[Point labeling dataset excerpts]
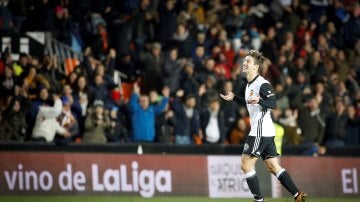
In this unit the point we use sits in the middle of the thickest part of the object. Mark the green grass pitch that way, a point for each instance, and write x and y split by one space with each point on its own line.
156 199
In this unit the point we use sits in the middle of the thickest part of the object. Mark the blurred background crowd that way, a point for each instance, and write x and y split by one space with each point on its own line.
174 58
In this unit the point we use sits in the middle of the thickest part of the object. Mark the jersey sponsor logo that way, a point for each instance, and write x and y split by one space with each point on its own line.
246 146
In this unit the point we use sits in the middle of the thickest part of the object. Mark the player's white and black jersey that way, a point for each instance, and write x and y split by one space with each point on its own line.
260 117
260 141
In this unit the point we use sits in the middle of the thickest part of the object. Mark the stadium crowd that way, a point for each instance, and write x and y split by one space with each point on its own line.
177 56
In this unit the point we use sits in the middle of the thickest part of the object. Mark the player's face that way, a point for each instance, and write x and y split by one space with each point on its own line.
248 65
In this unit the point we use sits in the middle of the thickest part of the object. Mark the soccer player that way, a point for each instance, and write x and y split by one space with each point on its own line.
260 99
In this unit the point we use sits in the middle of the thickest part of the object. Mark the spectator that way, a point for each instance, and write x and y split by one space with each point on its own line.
171 71
8 81
213 123
311 122
352 127
164 125
81 95
14 116
68 121
46 124
117 132
187 127
153 62
335 125
230 109
143 114
96 123
183 40
188 81
7 19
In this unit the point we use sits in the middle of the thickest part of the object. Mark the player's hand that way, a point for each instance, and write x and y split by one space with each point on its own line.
229 96
166 91
254 100
136 88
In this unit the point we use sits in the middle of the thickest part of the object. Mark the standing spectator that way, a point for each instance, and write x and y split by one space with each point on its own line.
164 126
6 17
311 122
117 132
188 81
183 40
153 62
167 20
143 114
42 99
336 126
46 124
187 126
14 115
171 71
96 124
51 71
8 81
68 121
82 96
143 24
213 123
353 127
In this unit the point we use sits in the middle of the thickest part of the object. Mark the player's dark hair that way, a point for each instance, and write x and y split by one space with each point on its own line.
258 57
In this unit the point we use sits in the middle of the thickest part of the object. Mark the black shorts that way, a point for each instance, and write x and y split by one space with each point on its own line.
264 147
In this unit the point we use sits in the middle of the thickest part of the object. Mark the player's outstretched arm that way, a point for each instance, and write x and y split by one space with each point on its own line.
229 96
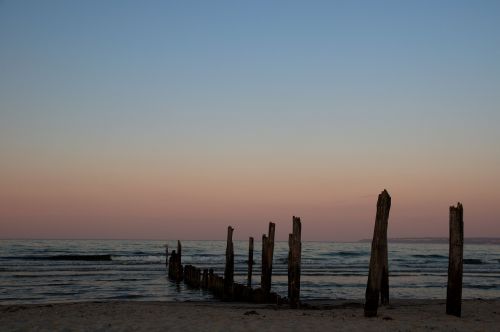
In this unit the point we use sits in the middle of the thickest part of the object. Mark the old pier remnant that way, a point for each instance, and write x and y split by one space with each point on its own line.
229 268
250 261
175 270
455 261
294 256
267 260
378 275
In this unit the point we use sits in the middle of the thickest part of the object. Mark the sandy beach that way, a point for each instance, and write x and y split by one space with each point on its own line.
401 315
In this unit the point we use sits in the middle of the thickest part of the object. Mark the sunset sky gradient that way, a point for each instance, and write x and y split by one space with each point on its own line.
174 119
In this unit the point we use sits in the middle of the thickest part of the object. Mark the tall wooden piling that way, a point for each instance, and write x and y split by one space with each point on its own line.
455 262
378 275
294 258
229 269
166 256
250 261
267 259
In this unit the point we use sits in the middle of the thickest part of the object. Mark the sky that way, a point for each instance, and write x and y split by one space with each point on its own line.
174 119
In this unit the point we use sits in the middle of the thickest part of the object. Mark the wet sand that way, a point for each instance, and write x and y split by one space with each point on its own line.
400 315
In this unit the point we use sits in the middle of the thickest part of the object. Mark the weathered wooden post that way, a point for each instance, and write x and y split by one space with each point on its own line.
294 258
166 256
267 260
455 262
250 261
229 269
378 275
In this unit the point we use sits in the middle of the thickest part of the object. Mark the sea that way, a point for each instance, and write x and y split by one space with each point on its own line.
137 271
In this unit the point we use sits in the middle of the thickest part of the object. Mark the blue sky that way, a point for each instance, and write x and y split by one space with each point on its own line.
403 88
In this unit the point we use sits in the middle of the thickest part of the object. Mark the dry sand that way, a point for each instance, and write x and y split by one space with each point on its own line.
477 315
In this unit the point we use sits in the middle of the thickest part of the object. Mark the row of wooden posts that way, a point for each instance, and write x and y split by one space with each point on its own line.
377 289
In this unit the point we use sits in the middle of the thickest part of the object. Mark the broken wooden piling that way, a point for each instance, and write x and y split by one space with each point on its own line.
267 260
378 275
166 256
229 269
250 261
455 262
294 257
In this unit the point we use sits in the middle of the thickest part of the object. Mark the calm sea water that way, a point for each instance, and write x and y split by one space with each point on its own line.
137 270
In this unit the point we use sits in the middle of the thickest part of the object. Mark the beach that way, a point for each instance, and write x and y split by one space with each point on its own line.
400 315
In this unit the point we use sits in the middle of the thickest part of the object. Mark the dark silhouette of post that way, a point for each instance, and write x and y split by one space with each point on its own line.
175 270
250 261
267 260
294 257
166 256
229 269
378 275
455 262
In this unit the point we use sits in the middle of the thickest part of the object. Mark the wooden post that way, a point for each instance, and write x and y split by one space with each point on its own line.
294 258
250 261
267 260
166 256
455 262
378 260
229 269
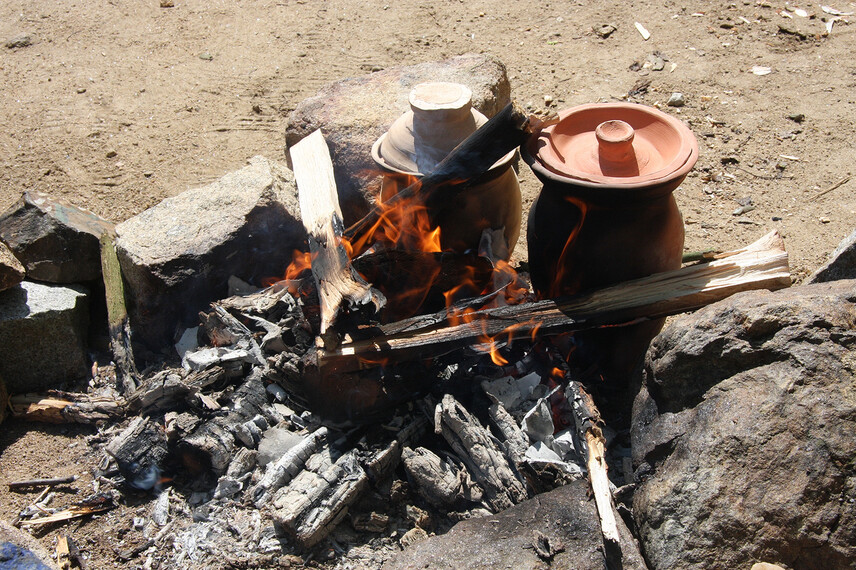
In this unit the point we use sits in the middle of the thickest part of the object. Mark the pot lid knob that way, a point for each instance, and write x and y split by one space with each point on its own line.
615 151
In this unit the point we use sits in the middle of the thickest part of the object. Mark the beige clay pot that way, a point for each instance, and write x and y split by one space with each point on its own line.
441 117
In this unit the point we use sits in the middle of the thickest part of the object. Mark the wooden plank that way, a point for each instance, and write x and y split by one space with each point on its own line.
504 132
117 316
335 279
761 265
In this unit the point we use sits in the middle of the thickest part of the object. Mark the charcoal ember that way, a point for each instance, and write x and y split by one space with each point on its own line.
370 522
56 242
213 444
439 481
482 454
354 112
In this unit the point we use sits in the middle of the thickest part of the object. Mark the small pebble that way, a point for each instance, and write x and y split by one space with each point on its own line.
604 31
19 41
676 100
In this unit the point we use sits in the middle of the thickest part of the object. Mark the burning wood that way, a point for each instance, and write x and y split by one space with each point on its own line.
335 279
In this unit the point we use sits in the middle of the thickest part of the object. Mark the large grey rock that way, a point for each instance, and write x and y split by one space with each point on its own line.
43 331
841 264
11 270
746 433
56 242
178 255
354 113
38 559
563 521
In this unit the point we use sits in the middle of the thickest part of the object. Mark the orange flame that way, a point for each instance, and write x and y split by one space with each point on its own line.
562 282
402 224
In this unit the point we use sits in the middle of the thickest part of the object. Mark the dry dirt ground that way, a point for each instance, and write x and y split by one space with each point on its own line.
114 106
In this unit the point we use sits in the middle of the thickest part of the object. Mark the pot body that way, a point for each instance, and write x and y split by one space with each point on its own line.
583 237
491 202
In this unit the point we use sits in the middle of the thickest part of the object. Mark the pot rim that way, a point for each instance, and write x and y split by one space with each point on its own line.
376 156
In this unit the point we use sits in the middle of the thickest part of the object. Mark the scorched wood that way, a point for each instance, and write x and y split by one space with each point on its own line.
761 265
214 443
335 279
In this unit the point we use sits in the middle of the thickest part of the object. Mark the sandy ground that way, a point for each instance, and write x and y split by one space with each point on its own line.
114 106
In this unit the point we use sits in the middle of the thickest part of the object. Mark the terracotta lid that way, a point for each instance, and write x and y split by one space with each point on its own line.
617 144
440 117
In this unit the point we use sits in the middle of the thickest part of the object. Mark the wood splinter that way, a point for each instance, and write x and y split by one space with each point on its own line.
588 423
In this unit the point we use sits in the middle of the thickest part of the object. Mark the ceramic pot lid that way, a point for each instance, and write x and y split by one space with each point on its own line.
617 144
440 117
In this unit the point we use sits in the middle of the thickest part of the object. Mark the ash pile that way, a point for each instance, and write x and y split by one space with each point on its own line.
384 389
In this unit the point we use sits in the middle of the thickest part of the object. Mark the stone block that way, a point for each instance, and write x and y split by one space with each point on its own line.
177 256
743 433
43 331
354 113
11 270
841 264
56 242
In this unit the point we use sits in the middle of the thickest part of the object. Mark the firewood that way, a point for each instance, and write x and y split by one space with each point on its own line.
588 423
92 505
761 265
117 315
64 407
314 502
514 440
280 472
439 481
62 552
504 132
172 389
50 482
335 279
482 454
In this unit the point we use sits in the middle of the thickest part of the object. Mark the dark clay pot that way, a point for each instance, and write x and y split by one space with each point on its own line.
593 229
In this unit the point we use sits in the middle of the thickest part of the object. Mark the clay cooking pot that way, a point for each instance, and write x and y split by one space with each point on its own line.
606 212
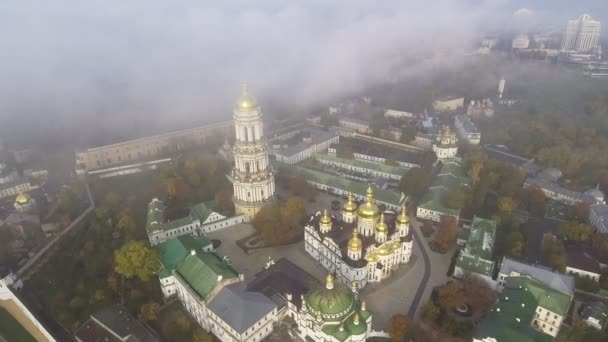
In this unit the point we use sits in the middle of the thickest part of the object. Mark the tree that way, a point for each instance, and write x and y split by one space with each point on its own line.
126 224
149 311
408 134
199 335
430 312
223 201
553 253
536 201
399 327
515 245
451 295
447 232
136 259
474 171
573 231
456 198
506 205
581 332
414 181
479 295
599 247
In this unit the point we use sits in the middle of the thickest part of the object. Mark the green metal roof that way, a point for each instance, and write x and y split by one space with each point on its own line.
357 188
380 167
432 200
155 214
201 271
510 320
174 251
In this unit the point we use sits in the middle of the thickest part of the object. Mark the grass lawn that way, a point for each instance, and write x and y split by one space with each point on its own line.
556 211
11 330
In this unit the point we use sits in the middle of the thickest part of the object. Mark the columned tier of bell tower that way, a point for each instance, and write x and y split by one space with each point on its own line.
252 175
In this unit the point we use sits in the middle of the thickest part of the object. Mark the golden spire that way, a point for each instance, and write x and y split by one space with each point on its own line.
325 219
246 101
329 282
381 227
402 218
350 205
354 243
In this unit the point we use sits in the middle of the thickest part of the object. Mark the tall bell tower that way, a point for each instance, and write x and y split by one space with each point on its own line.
252 176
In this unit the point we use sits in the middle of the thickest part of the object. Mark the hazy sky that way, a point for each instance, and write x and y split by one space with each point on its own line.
66 62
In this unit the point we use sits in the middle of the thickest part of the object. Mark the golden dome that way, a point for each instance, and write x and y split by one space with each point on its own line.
369 209
382 227
350 206
246 101
22 198
402 218
325 219
329 281
354 243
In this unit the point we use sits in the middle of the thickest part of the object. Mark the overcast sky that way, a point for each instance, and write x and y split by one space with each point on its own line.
66 63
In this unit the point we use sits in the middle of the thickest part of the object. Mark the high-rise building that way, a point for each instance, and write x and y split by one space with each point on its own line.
582 34
252 176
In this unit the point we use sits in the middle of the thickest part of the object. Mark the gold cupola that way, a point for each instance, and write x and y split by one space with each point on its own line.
329 282
350 205
246 101
402 218
325 219
369 209
354 243
381 226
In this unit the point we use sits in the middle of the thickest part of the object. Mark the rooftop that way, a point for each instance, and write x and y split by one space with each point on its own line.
511 317
357 188
381 167
393 152
240 308
316 135
557 281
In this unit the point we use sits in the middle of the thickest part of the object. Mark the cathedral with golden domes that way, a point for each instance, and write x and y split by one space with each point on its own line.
362 244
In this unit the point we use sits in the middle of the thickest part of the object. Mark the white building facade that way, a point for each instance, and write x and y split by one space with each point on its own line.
252 175
362 246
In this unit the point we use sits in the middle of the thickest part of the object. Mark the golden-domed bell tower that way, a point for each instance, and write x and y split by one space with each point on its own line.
381 230
368 214
402 223
252 176
349 210
325 222
355 246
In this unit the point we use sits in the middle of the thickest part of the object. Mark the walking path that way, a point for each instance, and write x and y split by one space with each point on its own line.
24 272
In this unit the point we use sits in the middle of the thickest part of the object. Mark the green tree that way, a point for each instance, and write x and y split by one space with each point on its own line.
573 231
553 253
136 259
414 181
149 311
408 134
399 327
457 198
430 312
447 232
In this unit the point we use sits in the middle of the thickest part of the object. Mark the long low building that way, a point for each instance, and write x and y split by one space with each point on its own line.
451 176
147 148
379 152
340 186
199 220
313 141
368 168
18 323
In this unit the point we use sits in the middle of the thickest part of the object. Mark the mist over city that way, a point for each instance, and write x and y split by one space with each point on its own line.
304 171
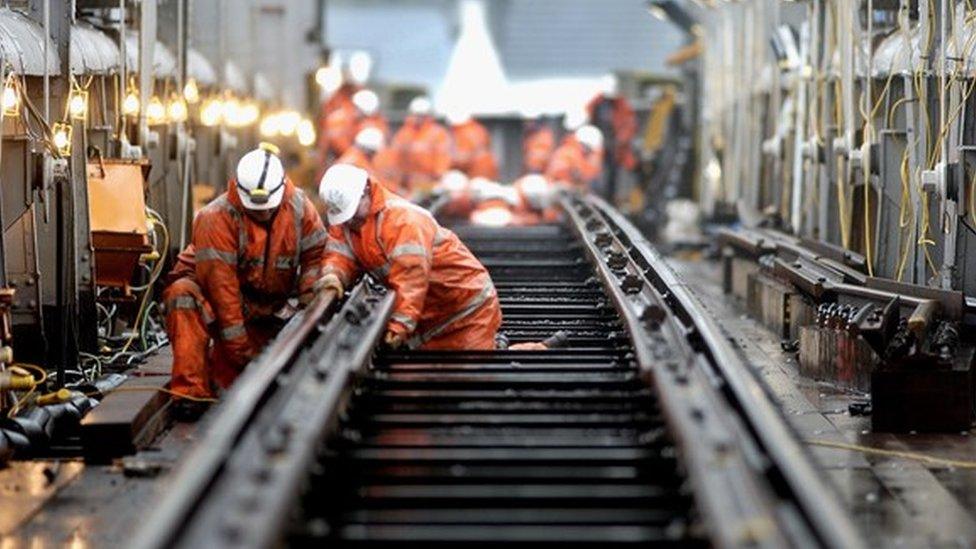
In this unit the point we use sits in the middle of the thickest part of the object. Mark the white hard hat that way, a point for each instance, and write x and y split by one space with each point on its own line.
420 106
609 85
485 189
536 190
454 181
366 101
341 189
590 136
261 178
574 119
360 66
370 139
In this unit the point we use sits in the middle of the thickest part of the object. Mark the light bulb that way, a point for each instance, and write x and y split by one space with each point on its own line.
191 92
232 113
130 105
177 109
329 78
62 138
211 112
78 104
270 125
11 100
306 133
155 111
360 65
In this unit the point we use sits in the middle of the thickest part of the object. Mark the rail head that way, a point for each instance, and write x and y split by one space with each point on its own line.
732 434
260 438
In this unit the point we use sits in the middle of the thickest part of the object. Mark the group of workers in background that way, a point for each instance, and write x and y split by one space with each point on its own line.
262 249
425 157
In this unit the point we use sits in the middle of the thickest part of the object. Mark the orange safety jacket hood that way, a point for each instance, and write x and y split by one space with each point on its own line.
437 280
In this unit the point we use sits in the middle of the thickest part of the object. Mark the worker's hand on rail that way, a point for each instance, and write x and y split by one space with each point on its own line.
393 339
529 346
330 282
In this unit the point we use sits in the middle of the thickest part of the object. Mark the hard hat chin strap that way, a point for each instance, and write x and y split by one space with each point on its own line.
260 195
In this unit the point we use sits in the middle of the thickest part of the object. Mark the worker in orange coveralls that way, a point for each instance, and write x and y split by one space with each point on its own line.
538 144
255 255
423 149
367 107
471 146
578 160
369 153
612 114
444 296
338 121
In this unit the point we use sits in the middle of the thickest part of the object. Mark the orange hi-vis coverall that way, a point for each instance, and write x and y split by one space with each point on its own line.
444 296
337 122
380 166
537 148
377 121
423 149
471 150
623 121
231 280
572 164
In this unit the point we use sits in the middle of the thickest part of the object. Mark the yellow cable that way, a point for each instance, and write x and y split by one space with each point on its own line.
34 367
914 456
154 275
163 390
144 389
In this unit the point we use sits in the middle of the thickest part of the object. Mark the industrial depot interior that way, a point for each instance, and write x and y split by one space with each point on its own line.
494 272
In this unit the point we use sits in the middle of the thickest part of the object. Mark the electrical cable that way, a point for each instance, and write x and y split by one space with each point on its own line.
914 456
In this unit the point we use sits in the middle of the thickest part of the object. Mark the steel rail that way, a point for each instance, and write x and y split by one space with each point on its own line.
783 458
259 438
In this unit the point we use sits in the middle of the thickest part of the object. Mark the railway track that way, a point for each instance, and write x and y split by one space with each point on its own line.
643 427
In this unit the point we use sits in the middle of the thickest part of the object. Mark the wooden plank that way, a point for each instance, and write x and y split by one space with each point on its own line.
126 420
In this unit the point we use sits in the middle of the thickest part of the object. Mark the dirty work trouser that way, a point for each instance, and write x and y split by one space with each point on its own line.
198 366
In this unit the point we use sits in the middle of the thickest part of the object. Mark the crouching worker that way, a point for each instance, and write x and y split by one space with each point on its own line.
254 248
444 296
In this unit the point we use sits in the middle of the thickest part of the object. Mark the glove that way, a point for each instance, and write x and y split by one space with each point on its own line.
393 340
330 282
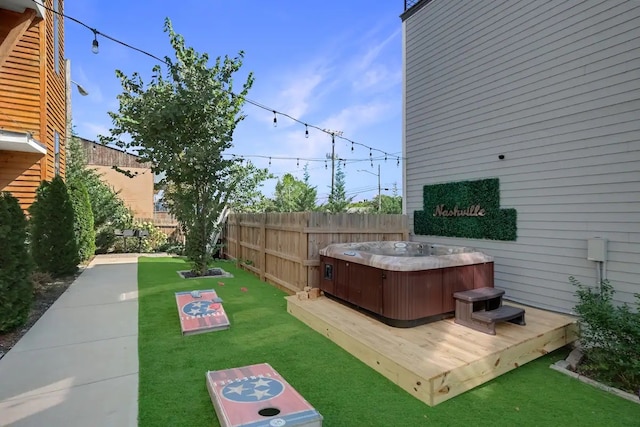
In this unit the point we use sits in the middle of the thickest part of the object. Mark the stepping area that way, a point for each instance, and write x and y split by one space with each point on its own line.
482 308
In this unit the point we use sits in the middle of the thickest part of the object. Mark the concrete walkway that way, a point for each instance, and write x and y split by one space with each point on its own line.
78 365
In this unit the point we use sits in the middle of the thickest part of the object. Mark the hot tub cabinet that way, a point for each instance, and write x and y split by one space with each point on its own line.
402 289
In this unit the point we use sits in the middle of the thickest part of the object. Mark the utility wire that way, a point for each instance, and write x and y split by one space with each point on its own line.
96 32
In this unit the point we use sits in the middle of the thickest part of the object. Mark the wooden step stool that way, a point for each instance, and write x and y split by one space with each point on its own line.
482 308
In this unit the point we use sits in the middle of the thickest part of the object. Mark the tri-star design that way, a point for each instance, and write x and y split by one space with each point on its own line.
200 308
252 390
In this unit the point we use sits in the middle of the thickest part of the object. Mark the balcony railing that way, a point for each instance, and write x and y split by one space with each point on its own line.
408 4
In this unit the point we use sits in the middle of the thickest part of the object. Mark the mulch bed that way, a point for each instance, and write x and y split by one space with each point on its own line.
43 299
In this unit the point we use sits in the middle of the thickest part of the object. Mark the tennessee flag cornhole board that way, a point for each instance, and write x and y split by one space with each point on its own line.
200 311
257 396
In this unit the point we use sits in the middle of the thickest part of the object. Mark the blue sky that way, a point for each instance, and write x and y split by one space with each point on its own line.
334 64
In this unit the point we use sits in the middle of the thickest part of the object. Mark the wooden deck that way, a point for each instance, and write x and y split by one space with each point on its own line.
440 360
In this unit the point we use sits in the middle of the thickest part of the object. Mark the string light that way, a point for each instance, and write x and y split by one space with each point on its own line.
95 47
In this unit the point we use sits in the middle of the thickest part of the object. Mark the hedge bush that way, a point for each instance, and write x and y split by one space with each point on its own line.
53 240
494 223
610 336
83 219
16 291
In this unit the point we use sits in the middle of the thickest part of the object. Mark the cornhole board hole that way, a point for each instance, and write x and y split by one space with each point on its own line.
203 313
257 396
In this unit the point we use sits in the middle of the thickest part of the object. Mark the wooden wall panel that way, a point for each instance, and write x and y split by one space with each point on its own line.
32 99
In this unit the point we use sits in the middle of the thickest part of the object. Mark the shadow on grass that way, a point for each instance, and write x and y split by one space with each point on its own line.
343 389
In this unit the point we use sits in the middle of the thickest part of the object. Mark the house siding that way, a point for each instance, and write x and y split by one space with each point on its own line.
555 88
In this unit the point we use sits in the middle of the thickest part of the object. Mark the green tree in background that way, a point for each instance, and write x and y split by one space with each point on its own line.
16 289
182 122
83 218
338 200
307 200
53 240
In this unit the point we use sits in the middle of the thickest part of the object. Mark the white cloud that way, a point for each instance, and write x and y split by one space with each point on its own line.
92 130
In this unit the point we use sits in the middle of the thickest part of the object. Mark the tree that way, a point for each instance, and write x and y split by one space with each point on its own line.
293 195
338 200
308 195
53 240
82 219
389 204
16 289
182 123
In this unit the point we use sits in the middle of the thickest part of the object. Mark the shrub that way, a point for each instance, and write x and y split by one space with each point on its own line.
16 294
155 239
40 282
610 336
82 219
53 240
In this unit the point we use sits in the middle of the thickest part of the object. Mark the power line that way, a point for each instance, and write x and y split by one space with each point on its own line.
96 32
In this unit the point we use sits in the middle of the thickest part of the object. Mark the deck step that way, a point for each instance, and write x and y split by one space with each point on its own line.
501 314
479 294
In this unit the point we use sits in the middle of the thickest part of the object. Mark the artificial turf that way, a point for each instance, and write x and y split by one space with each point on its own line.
172 390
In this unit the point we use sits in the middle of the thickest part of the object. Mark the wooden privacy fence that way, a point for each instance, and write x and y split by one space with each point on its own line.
283 248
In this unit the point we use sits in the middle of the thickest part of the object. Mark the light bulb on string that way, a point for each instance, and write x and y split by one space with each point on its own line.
94 44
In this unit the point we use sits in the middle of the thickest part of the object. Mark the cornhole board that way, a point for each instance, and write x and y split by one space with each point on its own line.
198 315
257 396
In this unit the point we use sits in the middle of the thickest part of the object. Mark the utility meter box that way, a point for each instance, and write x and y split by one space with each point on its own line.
597 249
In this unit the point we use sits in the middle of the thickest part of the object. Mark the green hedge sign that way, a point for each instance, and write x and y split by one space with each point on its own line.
468 209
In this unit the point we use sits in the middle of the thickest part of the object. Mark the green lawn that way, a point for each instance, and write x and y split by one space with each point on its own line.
344 390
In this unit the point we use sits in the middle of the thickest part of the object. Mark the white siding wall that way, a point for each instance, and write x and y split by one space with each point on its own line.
555 87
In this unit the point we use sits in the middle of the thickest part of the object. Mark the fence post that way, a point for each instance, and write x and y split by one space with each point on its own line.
238 237
263 236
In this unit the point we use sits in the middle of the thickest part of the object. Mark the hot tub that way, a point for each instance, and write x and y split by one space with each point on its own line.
403 284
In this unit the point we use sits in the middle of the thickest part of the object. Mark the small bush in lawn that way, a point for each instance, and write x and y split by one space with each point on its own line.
40 282
610 336
83 219
16 294
53 240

__Exercise task__
Give back exactly the lines running from the line containing "the white siding" through the end of the material above, both included, and nothing beyond them.

__Output for this task__
In this unit the point we use sits in the middle of the thickest part of the object. Mark the white siding wall that way, a point for each instance, and write x and y split by one space with each point on its own line.
555 87
In this unit the point we use sits in the middle of the thickest part of the object. Mark the fence post that way, a point for each instance, and write x and y split by one space with each point on its own line.
238 237
263 236
In this unit the point we use sits in the middle of the thickest part of the object. Mark the hot tub that way, a point for each instance, and write x and y split by one space with each point on its own line.
403 284
In this unit the point we use sits in the middle of the thickest part of the object. Mark the small bush in lawn that way, a point for each instance, and write x and y split by one space with each point on its own line.
40 282
610 336
83 219
16 294
53 240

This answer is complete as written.